▶ **Excerpt to read**:
* * *

Financial inclusion is driving better access to health and education across the Middle East and Africa, according to a new white paper from Mastercard.
The study, Financial Inclusion+ — Connecting People to Finance, Health, and Education, explores how health, education, digital, and financial inclusion are all intertwined to unlock greater prosperity and well-being for communities across the region.
It reveals that access to finance, healthcare, and education has become even more of a challenge over the past two years, since the start of the COVID-19 pandemic, as a result of movement restrictions and lockdowns. This has placed a greater need for digitally delivered financial inclusion, and for using this as a platform to distribute health and education services to the masses.
Mastercard aims to play a leading role in addressing financial inclusion, with a previous goal to bring 500 million excluded individuals into the digital economy — a goal that was achieved in 2020 — and then raised during the height of the pandemic with a new pledge to include 500 million more — making a total of 1 billion people by 2025.
“It is our belief that we can enhance financial and digital inclusion using a multi-stakeholder approach that brings together governments, financial institutions, regulators, mobile network operators, equipment manufacturers, and education and health service providers united by a common purpose. This, we believe, will also drive increasing inclusion in the health and education spaces,” said Umar Hashmi, vice president, global product and engineering, Mastercard.
According to the Mastercard MEA Inclusion Survey 2021 on which the white paper is based, 83 percent of respondents across the region say they own a smartphone, with Jordan being the highest (89 percent) and Morocco lowest (75 percent). More than 41 percent say they acquired a new smart device in 2020-2021, as more health and education services were forced online due to the pandemic — 56 percent say they are connected digitally to an education service provider.
Just over half (55 percent) say they use digital mediums to make financial transactions, and 43 percent say they are connected digitally to a health service provider, with Kenya and Nigeria coming in at 55 percent and Iraq at 11 percent.
The white paper concludes that inclusion into the financial mainstream, which also promotes access to effective health and education services, can only be enhanced by the fundamental or infrastructural availability of digitization and digital devices that can access the online world.

* * *

▶ **Record excerpts**:
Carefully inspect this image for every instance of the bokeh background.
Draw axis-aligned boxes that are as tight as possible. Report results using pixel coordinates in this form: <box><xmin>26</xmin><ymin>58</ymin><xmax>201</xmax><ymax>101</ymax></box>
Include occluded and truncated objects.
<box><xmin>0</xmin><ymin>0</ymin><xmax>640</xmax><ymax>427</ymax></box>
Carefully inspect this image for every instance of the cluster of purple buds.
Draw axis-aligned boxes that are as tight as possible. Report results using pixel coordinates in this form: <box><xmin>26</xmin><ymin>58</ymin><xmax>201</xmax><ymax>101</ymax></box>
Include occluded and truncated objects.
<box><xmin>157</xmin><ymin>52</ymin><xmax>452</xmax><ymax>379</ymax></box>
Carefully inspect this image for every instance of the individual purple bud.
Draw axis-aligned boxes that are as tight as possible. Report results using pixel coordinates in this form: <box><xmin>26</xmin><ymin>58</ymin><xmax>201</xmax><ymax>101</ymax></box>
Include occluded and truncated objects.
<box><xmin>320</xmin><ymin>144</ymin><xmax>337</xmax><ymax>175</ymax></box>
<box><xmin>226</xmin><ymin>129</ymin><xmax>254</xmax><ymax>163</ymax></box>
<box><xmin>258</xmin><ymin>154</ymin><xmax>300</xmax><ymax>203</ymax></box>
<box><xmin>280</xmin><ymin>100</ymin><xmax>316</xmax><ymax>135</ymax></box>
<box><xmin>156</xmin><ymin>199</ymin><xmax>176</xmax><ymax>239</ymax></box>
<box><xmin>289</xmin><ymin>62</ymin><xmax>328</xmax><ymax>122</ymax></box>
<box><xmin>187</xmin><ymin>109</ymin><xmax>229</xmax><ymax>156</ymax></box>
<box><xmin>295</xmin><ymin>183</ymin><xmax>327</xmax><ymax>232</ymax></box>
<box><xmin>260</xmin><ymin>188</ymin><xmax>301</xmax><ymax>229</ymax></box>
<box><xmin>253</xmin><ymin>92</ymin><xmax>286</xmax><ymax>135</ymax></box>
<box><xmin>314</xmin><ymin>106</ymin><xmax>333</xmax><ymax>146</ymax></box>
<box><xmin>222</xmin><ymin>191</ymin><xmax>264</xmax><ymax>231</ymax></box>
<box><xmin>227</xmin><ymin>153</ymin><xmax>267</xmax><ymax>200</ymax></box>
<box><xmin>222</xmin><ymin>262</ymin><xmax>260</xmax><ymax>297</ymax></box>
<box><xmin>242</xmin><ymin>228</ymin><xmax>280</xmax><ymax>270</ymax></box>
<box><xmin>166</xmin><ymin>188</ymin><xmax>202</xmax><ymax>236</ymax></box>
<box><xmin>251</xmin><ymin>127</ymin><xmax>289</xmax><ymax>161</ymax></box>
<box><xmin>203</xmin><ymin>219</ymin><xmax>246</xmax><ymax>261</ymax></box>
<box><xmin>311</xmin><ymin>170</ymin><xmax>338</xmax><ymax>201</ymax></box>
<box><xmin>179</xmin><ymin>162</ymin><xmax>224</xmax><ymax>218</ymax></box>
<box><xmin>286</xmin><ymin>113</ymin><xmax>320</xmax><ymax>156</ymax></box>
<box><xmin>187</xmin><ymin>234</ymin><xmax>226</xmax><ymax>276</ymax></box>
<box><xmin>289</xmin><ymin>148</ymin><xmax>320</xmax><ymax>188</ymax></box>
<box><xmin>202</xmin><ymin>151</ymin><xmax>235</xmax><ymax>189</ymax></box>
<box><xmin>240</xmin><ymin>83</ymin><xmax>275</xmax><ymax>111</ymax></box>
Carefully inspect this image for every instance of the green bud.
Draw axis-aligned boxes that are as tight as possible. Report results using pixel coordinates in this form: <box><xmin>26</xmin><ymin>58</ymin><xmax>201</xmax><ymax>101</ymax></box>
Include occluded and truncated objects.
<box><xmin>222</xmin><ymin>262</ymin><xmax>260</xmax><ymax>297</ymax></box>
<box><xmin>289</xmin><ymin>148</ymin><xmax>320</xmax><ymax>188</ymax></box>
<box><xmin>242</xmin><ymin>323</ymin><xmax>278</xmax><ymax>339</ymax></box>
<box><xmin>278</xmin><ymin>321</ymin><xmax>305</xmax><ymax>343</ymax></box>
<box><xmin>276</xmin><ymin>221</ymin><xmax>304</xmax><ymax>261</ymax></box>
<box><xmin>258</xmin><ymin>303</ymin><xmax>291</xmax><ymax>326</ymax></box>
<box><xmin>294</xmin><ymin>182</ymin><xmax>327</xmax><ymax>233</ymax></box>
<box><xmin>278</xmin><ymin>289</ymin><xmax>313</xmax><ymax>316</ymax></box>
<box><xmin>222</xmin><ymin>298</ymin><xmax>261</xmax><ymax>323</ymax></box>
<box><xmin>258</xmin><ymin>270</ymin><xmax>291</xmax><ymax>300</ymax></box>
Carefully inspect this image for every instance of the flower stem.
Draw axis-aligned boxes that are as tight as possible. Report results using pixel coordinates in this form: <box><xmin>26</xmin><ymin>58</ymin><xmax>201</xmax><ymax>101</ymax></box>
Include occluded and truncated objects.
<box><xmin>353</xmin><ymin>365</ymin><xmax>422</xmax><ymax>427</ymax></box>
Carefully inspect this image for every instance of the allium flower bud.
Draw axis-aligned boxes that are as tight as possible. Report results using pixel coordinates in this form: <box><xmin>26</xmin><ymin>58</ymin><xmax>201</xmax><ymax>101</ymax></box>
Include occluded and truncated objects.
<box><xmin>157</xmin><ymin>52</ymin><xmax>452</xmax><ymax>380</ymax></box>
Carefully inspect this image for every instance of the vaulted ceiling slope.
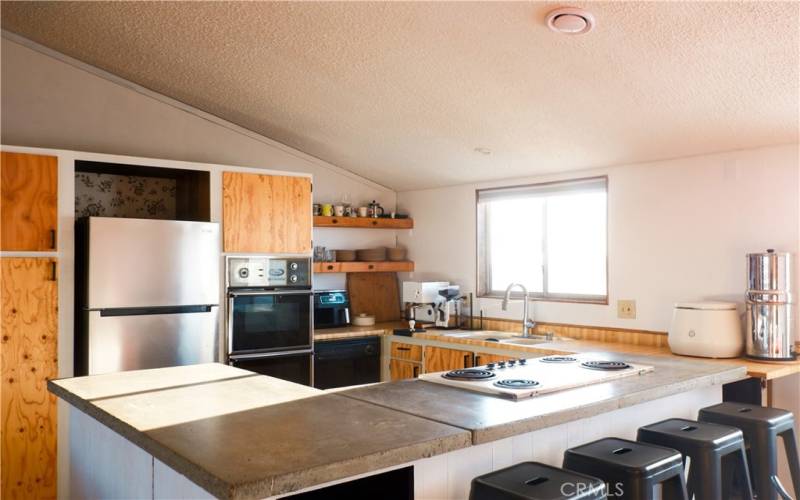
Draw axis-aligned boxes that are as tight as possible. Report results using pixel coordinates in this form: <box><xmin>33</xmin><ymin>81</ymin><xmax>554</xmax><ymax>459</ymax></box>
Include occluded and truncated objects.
<box><xmin>2</xmin><ymin>1</ymin><xmax>800</xmax><ymax>190</ymax></box>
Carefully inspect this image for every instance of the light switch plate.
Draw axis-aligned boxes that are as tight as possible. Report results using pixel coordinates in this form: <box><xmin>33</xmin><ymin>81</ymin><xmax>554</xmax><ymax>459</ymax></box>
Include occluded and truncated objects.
<box><xmin>617</xmin><ymin>300</ymin><xmax>636</xmax><ymax>319</ymax></box>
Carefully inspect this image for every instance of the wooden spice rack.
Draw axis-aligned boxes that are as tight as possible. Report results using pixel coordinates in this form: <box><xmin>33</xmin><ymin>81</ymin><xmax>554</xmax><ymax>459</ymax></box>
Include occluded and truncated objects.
<box><xmin>314</xmin><ymin>261</ymin><xmax>414</xmax><ymax>273</ymax></box>
<box><xmin>314</xmin><ymin>215</ymin><xmax>414</xmax><ymax>229</ymax></box>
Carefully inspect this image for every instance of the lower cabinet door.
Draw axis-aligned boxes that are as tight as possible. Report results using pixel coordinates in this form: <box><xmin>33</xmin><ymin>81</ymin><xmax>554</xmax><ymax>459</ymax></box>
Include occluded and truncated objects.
<box><xmin>0</xmin><ymin>257</ymin><xmax>58</xmax><ymax>500</ymax></box>
<box><xmin>425</xmin><ymin>346</ymin><xmax>474</xmax><ymax>373</ymax></box>
<box><xmin>389</xmin><ymin>359</ymin><xmax>420</xmax><ymax>380</ymax></box>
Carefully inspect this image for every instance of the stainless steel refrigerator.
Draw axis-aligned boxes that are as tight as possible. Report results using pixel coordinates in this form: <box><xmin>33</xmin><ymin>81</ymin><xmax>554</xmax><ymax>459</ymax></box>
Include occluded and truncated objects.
<box><xmin>75</xmin><ymin>217</ymin><xmax>220</xmax><ymax>375</ymax></box>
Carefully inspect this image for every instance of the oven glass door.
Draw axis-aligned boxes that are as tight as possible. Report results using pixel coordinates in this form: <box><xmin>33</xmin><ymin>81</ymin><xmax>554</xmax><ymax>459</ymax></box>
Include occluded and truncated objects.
<box><xmin>230</xmin><ymin>351</ymin><xmax>314</xmax><ymax>386</ymax></box>
<box><xmin>228</xmin><ymin>291</ymin><xmax>313</xmax><ymax>353</ymax></box>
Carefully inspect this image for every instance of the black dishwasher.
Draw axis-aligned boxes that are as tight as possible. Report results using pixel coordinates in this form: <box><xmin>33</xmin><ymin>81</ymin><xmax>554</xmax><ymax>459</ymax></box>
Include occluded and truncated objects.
<box><xmin>314</xmin><ymin>337</ymin><xmax>381</xmax><ymax>389</ymax></box>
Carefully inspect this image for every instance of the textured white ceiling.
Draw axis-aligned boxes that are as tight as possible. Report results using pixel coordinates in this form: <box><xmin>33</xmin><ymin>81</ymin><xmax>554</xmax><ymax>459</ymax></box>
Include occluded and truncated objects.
<box><xmin>2</xmin><ymin>1</ymin><xmax>800</xmax><ymax>190</ymax></box>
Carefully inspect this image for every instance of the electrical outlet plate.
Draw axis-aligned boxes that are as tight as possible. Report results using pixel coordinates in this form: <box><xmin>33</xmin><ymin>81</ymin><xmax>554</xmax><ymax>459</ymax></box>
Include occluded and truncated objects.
<box><xmin>617</xmin><ymin>300</ymin><xmax>636</xmax><ymax>319</ymax></box>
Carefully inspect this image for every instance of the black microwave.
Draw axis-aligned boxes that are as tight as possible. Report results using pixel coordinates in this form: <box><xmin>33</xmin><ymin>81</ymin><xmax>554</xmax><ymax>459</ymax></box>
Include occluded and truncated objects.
<box><xmin>314</xmin><ymin>290</ymin><xmax>350</xmax><ymax>329</ymax></box>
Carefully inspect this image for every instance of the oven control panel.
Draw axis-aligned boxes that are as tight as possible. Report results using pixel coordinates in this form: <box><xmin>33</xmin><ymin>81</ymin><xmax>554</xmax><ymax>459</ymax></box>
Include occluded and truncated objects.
<box><xmin>226</xmin><ymin>257</ymin><xmax>311</xmax><ymax>288</ymax></box>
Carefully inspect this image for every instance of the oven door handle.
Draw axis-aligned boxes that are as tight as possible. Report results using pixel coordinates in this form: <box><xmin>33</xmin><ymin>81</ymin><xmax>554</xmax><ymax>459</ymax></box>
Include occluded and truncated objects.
<box><xmin>228</xmin><ymin>290</ymin><xmax>314</xmax><ymax>297</ymax></box>
<box><xmin>228</xmin><ymin>349</ymin><xmax>314</xmax><ymax>361</ymax></box>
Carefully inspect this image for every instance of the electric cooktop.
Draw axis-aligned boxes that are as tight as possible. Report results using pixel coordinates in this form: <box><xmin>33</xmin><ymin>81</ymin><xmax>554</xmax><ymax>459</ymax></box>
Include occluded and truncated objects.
<box><xmin>419</xmin><ymin>353</ymin><xmax>654</xmax><ymax>399</ymax></box>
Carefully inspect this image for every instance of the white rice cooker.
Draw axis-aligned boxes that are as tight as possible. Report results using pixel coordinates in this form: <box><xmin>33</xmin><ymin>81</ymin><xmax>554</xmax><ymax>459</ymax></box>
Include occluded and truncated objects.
<box><xmin>668</xmin><ymin>302</ymin><xmax>744</xmax><ymax>358</ymax></box>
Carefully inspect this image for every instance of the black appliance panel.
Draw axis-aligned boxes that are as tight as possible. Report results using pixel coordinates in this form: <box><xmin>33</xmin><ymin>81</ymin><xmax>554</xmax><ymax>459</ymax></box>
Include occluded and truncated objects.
<box><xmin>314</xmin><ymin>290</ymin><xmax>350</xmax><ymax>329</ymax></box>
<box><xmin>228</xmin><ymin>292</ymin><xmax>313</xmax><ymax>354</ymax></box>
<box><xmin>314</xmin><ymin>337</ymin><xmax>381</xmax><ymax>389</ymax></box>
<box><xmin>230</xmin><ymin>352</ymin><xmax>314</xmax><ymax>386</ymax></box>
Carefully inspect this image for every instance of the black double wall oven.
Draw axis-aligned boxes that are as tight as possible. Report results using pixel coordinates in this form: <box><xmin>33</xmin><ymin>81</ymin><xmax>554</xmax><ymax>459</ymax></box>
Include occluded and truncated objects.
<box><xmin>226</xmin><ymin>256</ymin><xmax>314</xmax><ymax>386</ymax></box>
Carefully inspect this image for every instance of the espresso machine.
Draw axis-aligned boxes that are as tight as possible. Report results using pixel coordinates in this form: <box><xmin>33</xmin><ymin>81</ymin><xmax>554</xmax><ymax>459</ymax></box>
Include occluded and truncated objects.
<box><xmin>745</xmin><ymin>249</ymin><xmax>797</xmax><ymax>361</ymax></box>
<box><xmin>403</xmin><ymin>281</ymin><xmax>466</xmax><ymax>329</ymax></box>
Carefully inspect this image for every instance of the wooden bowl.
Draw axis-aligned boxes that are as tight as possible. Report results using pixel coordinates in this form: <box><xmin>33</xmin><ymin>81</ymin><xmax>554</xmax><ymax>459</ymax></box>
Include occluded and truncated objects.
<box><xmin>356</xmin><ymin>247</ymin><xmax>386</xmax><ymax>262</ymax></box>
<box><xmin>336</xmin><ymin>250</ymin><xmax>356</xmax><ymax>262</ymax></box>
<box><xmin>386</xmin><ymin>247</ymin><xmax>407</xmax><ymax>262</ymax></box>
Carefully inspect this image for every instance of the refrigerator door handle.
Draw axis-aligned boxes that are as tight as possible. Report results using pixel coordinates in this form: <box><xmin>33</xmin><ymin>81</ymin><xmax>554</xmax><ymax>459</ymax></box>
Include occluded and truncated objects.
<box><xmin>229</xmin><ymin>349</ymin><xmax>314</xmax><ymax>361</ymax></box>
<box><xmin>97</xmin><ymin>304</ymin><xmax>219</xmax><ymax>317</ymax></box>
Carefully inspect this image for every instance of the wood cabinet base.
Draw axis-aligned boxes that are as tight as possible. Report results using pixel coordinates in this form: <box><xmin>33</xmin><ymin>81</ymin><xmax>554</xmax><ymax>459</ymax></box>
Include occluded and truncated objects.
<box><xmin>0</xmin><ymin>257</ymin><xmax>58</xmax><ymax>500</ymax></box>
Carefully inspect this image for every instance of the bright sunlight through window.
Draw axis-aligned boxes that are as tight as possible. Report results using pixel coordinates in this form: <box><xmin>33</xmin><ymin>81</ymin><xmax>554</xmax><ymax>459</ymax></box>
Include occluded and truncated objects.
<box><xmin>477</xmin><ymin>177</ymin><xmax>608</xmax><ymax>302</ymax></box>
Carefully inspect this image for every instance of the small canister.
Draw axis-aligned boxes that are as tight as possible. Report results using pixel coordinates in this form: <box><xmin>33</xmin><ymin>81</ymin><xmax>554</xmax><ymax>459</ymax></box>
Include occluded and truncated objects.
<box><xmin>745</xmin><ymin>249</ymin><xmax>797</xmax><ymax>361</ymax></box>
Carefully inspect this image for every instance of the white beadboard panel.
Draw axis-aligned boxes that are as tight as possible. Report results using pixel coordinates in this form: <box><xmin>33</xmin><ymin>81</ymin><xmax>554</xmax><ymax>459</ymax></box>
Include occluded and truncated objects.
<box><xmin>491</xmin><ymin>438</ymin><xmax>516</xmax><ymax>470</ymax></box>
<box><xmin>511</xmin><ymin>433</ymin><xmax>533</xmax><ymax>464</ymax></box>
<box><xmin>441</xmin><ymin>443</ymin><xmax>494</xmax><ymax>498</ymax></box>
<box><xmin>153</xmin><ymin>459</ymin><xmax>214</xmax><ymax>500</ymax></box>
<box><xmin>68</xmin><ymin>408</ymin><xmax>153</xmax><ymax>499</ymax></box>
<box><xmin>414</xmin><ymin>455</ymin><xmax>448</xmax><ymax>500</ymax></box>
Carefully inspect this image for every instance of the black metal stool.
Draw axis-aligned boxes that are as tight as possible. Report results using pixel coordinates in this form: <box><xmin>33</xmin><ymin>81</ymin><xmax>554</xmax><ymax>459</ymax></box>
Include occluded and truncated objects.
<box><xmin>564</xmin><ymin>438</ymin><xmax>688</xmax><ymax>500</ymax></box>
<box><xmin>636</xmin><ymin>418</ymin><xmax>753</xmax><ymax>500</ymax></box>
<box><xmin>698</xmin><ymin>403</ymin><xmax>800</xmax><ymax>500</ymax></box>
<box><xmin>469</xmin><ymin>462</ymin><xmax>606</xmax><ymax>500</ymax></box>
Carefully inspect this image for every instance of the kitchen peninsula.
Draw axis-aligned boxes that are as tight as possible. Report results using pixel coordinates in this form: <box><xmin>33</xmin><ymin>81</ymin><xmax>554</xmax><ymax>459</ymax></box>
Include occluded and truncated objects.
<box><xmin>49</xmin><ymin>353</ymin><xmax>746</xmax><ymax>499</ymax></box>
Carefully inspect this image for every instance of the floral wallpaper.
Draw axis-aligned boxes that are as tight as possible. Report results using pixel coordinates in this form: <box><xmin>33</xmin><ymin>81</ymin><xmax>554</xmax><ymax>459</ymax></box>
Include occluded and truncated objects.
<box><xmin>75</xmin><ymin>172</ymin><xmax>175</xmax><ymax>219</ymax></box>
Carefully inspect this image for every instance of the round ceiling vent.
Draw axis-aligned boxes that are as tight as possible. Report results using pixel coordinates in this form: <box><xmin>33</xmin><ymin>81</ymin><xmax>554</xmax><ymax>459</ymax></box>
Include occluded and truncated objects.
<box><xmin>546</xmin><ymin>7</ymin><xmax>595</xmax><ymax>35</ymax></box>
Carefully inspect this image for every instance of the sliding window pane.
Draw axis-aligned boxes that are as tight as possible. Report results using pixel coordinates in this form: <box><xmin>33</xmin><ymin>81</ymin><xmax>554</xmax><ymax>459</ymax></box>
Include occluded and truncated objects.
<box><xmin>547</xmin><ymin>192</ymin><xmax>607</xmax><ymax>296</ymax></box>
<box><xmin>486</xmin><ymin>198</ymin><xmax>544</xmax><ymax>293</ymax></box>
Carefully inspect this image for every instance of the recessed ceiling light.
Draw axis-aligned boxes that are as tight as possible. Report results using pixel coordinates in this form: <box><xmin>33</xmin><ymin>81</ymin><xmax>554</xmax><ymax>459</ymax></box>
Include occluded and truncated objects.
<box><xmin>545</xmin><ymin>7</ymin><xmax>596</xmax><ymax>35</ymax></box>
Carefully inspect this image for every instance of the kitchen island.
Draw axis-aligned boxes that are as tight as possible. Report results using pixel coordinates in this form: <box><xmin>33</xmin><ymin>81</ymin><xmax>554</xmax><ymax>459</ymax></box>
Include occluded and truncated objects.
<box><xmin>49</xmin><ymin>353</ymin><xmax>746</xmax><ymax>499</ymax></box>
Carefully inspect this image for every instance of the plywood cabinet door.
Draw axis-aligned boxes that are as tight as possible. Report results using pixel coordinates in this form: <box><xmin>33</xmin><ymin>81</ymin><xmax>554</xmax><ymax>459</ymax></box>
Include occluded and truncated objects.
<box><xmin>425</xmin><ymin>346</ymin><xmax>473</xmax><ymax>373</ymax></box>
<box><xmin>389</xmin><ymin>359</ymin><xmax>420</xmax><ymax>380</ymax></box>
<box><xmin>0</xmin><ymin>151</ymin><xmax>58</xmax><ymax>251</ymax></box>
<box><xmin>0</xmin><ymin>257</ymin><xmax>58</xmax><ymax>500</ymax></box>
<box><xmin>222</xmin><ymin>172</ymin><xmax>312</xmax><ymax>253</ymax></box>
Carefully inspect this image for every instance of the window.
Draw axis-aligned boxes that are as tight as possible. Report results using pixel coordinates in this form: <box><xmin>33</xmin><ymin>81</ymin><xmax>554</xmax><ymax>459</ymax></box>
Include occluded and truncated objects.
<box><xmin>477</xmin><ymin>177</ymin><xmax>608</xmax><ymax>303</ymax></box>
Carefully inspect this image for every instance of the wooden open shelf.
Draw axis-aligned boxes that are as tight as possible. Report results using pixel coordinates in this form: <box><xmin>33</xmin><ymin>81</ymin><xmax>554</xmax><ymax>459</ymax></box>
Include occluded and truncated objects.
<box><xmin>314</xmin><ymin>261</ymin><xmax>414</xmax><ymax>273</ymax></box>
<box><xmin>314</xmin><ymin>215</ymin><xmax>414</xmax><ymax>229</ymax></box>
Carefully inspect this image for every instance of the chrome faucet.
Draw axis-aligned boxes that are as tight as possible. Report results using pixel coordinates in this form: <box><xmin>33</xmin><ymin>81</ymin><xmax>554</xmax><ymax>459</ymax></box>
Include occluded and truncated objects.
<box><xmin>503</xmin><ymin>283</ymin><xmax>536</xmax><ymax>338</ymax></box>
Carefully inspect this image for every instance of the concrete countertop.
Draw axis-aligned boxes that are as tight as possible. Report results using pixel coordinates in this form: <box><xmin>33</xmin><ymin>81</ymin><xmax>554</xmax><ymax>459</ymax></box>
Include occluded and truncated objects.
<box><xmin>412</xmin><ymin>329</ymin><xmax>800</xmax><ymax>380</ymax></box>
<box><xmin>48</xmin><ymin>363</ymin><xmax>471</xmax><ymax>498</ymax></box>
<box><xmin>339</xmin><ymin>353</ymin><xmax>746</xmax><ymax>444</ymax></box>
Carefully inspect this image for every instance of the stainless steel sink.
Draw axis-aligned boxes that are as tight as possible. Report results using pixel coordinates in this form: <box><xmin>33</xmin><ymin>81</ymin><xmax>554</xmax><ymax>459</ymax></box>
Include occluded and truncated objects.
<box><xmin>442</xmin><ymin>331</ymin><xmax>518</xmax><ymax>342</ymax></box>
<box><xmin>500</xmin><ymin>336</ymin><xmax>551</xmax><ymax>345</ymax></box>
<box><xmin>442</xmin><ymin>330</ymin><xmax>569</xmax><ymax>345</ymax></box>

* * *

▶ **Your instructions**: Could you restate the part of the financial inclusion article that opens with "It reveals that" and closes with "people by 2025.", swapping "movement restrictions" for "travel restrictions"? The records are drawn from a separate source.

▶ **Written response**:
It reveals that access to finance, healthcare, and education has become even more of a challenge over the past two years, since the start of the COVID-19 pandemic, as a result of travel restrictions and lockdowns. This has placed a greater need for digitally delivered financial inclusion, and for using this as a platform to distribute health and education services to the masses.
Mastercard aims to play a leading role in addressing financial inclusion, with a previous goal to bring 500 million excluded individuals into the digital economy — a goal that was achieved in 2020 — and then raised during the height of the pandemic with a new pledge to include 500 million more — making a total of 1 billion people by 2025.